### [The exercise]
Pull out and copy every line in the items below that contains the string "tree". Letter case matters.

## BEGIN Exercise materials

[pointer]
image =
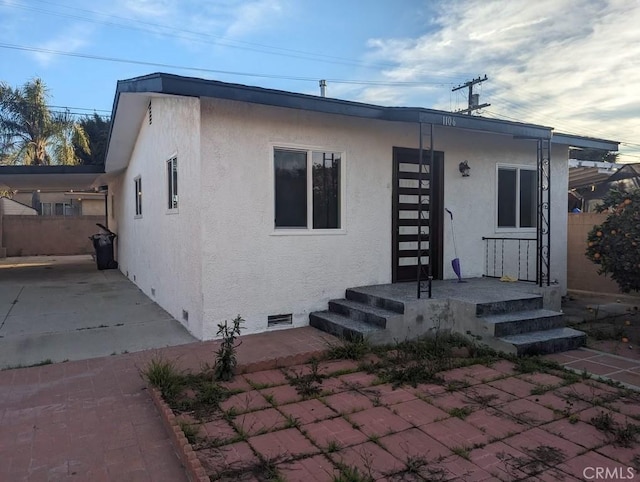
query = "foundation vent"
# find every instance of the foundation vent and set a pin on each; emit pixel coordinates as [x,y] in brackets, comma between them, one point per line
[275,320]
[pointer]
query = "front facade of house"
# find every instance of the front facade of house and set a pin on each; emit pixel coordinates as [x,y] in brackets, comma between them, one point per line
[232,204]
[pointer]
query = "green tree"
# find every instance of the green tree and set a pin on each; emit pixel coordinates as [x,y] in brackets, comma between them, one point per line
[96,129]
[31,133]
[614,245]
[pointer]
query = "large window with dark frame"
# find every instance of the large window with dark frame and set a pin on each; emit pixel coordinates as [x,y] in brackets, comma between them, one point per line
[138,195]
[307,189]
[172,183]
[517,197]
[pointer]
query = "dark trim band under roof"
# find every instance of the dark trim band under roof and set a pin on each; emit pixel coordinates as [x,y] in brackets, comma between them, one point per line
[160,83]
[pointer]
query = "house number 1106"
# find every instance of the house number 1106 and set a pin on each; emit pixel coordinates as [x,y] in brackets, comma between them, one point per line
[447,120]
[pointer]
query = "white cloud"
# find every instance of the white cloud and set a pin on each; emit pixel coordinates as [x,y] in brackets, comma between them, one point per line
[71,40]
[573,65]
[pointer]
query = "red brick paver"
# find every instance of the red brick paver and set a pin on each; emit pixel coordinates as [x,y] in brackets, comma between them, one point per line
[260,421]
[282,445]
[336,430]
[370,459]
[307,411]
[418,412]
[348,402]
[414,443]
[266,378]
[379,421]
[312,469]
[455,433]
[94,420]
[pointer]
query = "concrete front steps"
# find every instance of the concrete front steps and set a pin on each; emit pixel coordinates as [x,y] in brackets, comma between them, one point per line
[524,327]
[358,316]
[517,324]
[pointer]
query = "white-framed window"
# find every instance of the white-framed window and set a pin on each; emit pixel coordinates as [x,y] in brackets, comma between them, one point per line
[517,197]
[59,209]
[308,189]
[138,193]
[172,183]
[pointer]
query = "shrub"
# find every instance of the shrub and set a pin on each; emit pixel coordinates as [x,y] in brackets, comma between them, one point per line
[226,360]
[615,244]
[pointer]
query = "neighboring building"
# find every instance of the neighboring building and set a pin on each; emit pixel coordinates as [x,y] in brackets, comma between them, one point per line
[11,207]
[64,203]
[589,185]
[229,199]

## END Exercise materials

### [Output below]
query = "green tree"
# find every instance of the green tree and set a pin on each; emit pixel coordinates as [x,y] in brackets, comma between them, one point per line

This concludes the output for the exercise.